======== Record excerpts ========

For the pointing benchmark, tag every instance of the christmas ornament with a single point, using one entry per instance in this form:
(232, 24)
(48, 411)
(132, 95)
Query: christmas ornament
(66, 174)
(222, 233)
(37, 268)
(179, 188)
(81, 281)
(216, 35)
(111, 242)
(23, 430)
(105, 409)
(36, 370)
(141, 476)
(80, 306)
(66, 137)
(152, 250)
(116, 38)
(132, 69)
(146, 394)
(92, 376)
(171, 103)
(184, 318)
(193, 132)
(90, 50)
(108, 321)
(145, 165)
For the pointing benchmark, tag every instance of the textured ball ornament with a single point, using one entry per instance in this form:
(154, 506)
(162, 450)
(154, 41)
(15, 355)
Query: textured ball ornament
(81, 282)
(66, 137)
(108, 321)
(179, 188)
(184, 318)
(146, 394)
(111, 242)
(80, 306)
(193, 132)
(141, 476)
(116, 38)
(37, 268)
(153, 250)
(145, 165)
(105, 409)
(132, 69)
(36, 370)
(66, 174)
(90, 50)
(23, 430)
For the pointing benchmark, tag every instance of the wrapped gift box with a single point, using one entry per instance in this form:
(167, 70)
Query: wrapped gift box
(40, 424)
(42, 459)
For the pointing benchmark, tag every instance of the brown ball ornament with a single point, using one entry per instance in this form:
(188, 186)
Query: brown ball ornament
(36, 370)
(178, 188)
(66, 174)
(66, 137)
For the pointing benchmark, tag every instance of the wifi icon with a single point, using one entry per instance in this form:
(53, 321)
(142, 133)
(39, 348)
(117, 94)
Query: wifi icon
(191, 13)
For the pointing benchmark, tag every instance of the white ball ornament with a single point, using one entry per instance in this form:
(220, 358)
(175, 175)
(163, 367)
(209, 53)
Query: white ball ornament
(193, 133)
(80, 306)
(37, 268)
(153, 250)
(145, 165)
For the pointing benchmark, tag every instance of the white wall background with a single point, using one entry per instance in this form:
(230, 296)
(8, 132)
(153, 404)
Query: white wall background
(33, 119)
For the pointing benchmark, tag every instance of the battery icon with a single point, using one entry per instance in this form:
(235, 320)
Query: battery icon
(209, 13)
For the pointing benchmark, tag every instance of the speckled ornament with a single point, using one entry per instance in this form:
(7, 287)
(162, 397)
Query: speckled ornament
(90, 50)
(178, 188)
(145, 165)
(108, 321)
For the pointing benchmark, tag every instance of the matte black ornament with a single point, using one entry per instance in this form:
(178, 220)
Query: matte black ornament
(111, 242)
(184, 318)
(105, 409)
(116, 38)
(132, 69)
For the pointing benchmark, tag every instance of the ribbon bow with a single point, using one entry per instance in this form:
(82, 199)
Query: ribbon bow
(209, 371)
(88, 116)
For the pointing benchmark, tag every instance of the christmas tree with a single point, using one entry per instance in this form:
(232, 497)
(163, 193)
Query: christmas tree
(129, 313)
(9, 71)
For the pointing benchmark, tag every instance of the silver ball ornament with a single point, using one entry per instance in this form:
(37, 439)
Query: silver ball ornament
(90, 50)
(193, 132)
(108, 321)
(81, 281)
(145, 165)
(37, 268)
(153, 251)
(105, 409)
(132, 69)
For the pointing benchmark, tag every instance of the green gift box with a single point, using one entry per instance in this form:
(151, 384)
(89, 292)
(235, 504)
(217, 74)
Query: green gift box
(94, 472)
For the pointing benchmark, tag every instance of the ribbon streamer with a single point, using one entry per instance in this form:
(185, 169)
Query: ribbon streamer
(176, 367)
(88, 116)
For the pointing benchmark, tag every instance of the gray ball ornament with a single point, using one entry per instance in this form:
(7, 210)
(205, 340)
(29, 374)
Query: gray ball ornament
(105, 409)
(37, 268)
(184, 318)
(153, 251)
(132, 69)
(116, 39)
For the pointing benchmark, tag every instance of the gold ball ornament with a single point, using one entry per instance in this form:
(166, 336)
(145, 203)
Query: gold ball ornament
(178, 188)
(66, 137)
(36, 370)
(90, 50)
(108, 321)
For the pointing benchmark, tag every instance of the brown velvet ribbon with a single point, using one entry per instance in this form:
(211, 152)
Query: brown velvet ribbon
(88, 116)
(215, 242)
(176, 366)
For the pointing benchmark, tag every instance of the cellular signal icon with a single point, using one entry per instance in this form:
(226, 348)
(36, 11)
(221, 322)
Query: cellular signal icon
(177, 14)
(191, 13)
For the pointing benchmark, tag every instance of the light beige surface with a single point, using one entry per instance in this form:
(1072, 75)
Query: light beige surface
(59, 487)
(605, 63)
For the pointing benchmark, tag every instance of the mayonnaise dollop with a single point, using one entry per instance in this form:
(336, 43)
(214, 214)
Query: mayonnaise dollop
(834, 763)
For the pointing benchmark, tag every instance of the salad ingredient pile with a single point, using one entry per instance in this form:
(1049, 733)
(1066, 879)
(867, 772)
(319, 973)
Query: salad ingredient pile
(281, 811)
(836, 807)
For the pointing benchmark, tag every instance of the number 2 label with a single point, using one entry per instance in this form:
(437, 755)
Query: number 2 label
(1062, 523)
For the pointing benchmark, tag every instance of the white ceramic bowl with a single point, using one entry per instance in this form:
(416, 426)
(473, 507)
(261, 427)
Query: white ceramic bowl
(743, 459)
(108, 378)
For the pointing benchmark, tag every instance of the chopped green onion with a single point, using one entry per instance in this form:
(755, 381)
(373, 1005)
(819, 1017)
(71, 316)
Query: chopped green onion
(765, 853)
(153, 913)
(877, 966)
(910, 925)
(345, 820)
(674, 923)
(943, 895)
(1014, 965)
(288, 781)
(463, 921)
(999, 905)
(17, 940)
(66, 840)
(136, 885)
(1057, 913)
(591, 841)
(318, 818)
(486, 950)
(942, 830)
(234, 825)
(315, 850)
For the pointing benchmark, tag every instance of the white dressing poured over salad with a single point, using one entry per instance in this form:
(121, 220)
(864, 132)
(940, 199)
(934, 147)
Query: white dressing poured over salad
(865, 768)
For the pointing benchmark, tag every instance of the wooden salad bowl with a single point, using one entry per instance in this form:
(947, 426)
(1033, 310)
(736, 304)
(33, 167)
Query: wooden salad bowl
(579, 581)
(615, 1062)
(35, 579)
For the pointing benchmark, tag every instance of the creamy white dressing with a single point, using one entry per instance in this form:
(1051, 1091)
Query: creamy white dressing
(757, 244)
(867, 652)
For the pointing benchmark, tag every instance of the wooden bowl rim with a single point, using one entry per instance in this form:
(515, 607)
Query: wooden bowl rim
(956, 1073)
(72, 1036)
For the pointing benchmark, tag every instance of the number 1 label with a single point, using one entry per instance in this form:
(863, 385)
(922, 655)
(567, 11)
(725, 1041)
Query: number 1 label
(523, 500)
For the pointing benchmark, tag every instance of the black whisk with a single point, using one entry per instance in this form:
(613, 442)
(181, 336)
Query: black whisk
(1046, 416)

========

What is needed
Write out the material exactly as given.

Result below
For the pointing benchmark, tag every instance of the christmas ornament with a single point, using one entry per instance in this form:
(232, 24)
(48, 411)
(132, 95)
Query: christmas ornament
(66, 174)
(222, 233)
(37, 268)
(179, 188)
(81, 281)
(216, 35)
(111, 242)
(23, 430)
(105, 409)
(36, 370)
(141, 476)
(80, 306)
(66, 137)
(152, 250)
(116, 38)
(132, 69)
(146, 394)
(92, 376)
(171, 103)
(184, 318)
(193, 132)
(90, 50)
(108, 321)
(145, 165)
For the pointing benchmark, tag every instance of the textured ball ornament with a single point, using one entry per instance in this form:
(154, 506)
(162, 450)
(154, 41)
(15, 355)
Query: textured ball ornament
(81, 282)
(66, 137)
(108, 321)
(179, 188)
(184, 318)
(146, 394)
(111, 242)
(80, 306)
(193, 132)
(141, 476)
(116, 38)
(37, 268)
(153, 250)
(145, 165)
(105, 409)
(132, 69)
(36, 370)
(66, 174)
(90, 50)
(23, 430)
For the pointing benchmark, tag every instance of the wrapped gift box with a single point, using one entry per instance in this form:
(167, 70)
Query: wrapped gift box
(40, 424)
(42, 459)
For the pointing benchmark, tag every instance of the brown ball ornament with a single point, using one entry per instance in this form:
(188, 186)
Query: brown ball ornament
(36, 370)
(178, 188)
(66, 174)
(66, 137)
For the pointing benchmark, tag every instance of the wifi icon with a single point, using one entry per instance in this form:
(53, 321)
(142, 133)
(39, 348)
(117, 94)
Query: wifi icon
(191, 13)
For the pointing benchmark, tag every instance of the white ball ornament with a single point, using one entry per instance in this form:
(220, 358)
(175, 175)
(163, 367)
(209, 53)
Query: white ball ornament
(193, 133)
(80, 306)
(37, 268)
(153, 250)
(145, 165)
For the pointing benchmark, tag every instance of the white wall background with a single point, using one entry per instance in this form:
(230, 296)
(8, 132)
(153, 404)
Query: white wall background
(33, 119)
For the pointing benchmark, tag every instance of the battery icon with a single point, using one entry per instance in this form:
(235, 320)
Query: battery icon
(209, 13)
For the pointing benchmark, tag every instance of the speckled ornament with a single point, using one entry per instance in this form:
(7, 287)
(162, 397)
Query: speckled ornament
(90, 50)
(178, 188)
(145, 165)
(108, 321)
For the pointing benchmark, tag every instance of the matte black ornament with a single point, using one entry per instance in this form:
(178, 220)
Query: matte black ornament
(111, 242)
(184, 318)
(105, 409)
(116, 38)
(132, 69)
For the pointing benchmark, tag every instance of the ribbon bow with a single point, using one entry per instance in this form:
(82, 199)
Query: ribbon bow
(209, 371)
(88, 116)
For the pointing benchmark, tag every instance of the christmas tree with a single point, using one entry per instance in this form:
(232, 497)
(163, 193)
Query: christmas tree
(129, 313)
(9, 71)
For the pointing benchmark, tag every instance of the silver ball ornament with a single point, using one entry per instance in this form:
(37, 439)
Query: silver ball ornament
(90, 50)
(193, 132)
(108, 321)
(81, 281)
(145, 165)
(37, 268)
(153, 251)
(105, 409)
(132, 69)
For the pointing benchmark, tag every instance of the green gift box with a single point, using one entry per instance in this form:
(151, 384)
(89, 292)
(235, 504)
(217, 74)
Query: green gift box
(94, 472)
For the pointing benchmark, tag every instance of the ribbon streamer with a single point, using one entry per instance in this form:
(185, 169)
Query: ribbon streamer
(176, 367)
(88, 116)
For the pointing benchmark, tag every instance of the gray ball ornament with a single point, using one entry per instance in this form:
(7, 210)
(205, 340)
(29, 374)
Query: gray ball ornament
(105, 409)
(37, 268)
(184, 318)
(153, 251)
(132, 69)
(116, 39)
For the pointing benchmark, tag every instance of the gold ball ornament with a single point, using one entry per instance in this form:
(166, 336)
(145, 203)
Query: gold ball ornament
(178, 188)
(66, 137)
(36, 370)
(90, 50)
(108, 321)
For the pointing benchmark, tag every instance of the brown velvet ribbon with a single point, using one entry per instance in this form:
(211, 152)
Query: brown velvet ribbon
(88, 116)
(215, 242)
(176, 366)
For the pointing benchmark, tag every instance of the cellular signal icon with a single point, using one entry per instance in this form:
(226, 348)
(36, 11)
(221, 322)
Query: cellular signal icon
(177, 14)
(191, 13)
For the pointing benchmark, tag every instance of the light beige surface with a single point, using one entry per instance in this form:
(1072, 75)
Query: light beige surface
(59, 487)
(605, 63)
For the pointing benchmark, tag every instance of the mayonnaise dollop with a single point, using one entry per instance in this form:
(336, 43)
(214, 214)
Query: mayonnaise dollop
(834, 763)
For the pointing benchmark, tag every instance of the salad ingredient pile with a single point, using one entry per instance in this form:
(1049, 733)
(1066, 879)
(867, 772)
(319, 973)
Query: salad ingredient pile
(281, 811)
(836, 807)
For the pointing benchmark, tag every instance of the number 2 label with a single point, using one entry per instance in this form:
(437, 755)
Query: number 2 label
(1062, 523)
For the pointing benchmark, tag every instance of the white ceramic bowl with a single point, using one entry per instance in this form:
(416, 426)
(473, 507)
(261, 427)
Query: white ceramic bowl
(743, 459)
(108, 378)
For the pointing benchmark, tag every instance of the chopped green onion with a single point, using one entry per instance in this form:
(755, 381)
(373, 1005)
(819, 1017)
(71, 316)
Query: chopped green onion
(765, 853)
(153, 913)
(877, 966)
(910, 925)
(345, 820)
(674, 923)
(943, 895)
(1014, 965)
(288, 781)
(463, 921)
(999, 905)
(17, 940)
(66, 840)
(136, 885)
(1057, 913)
(591, 841)
(318, 818)
(486, 950)
(942, 830)
(234, 825)
(315, 850)
For the pointing benchmark, tag every instance of the white dressing poured over salad with a single point, using one entry per instance in this form:
(121, 220)
(864, 132)
(940, 199)
(934, 147)
Query: white dressing poured over salad
(865, 768)
For the pointing benchmark, tag every instance of the wooden salad bowl with a single point, using one entry per instance in this form:
(947, 426)
(1033, 310)
(736, 304)
(33, 167)
Query: wooden salad bowl
(579, 581)
(615, 1062)
(35, 579)
For the pointing benchmark, tag every instance of the creamy white dressing with a single point, using one entry per instance in this form:
(1051, 1091)
Query: creamy white dressing
(757, 244)
(867, 652)
For the pointing benchmark, tag every instance of the wooden bowl rim with a single point, using one entry per instance in this form:
(515, 607)
Query: wooden bowl rim
(956, 1073)
(72, 1036)
For the pointing benchmark, tag every instance of the number 1 label with a single point, using one entry per instance in this form:
(863, 385)
(922, 655)
(567, 11)
(725, 1041)
Query: number 1 label
(523, 500)
For the pointing benchmark, tag every instance of the black whisk with a single point, using one entry per instance in this form:
(613, 442)
(181, 336)
Query: black whisk
(1046, 416)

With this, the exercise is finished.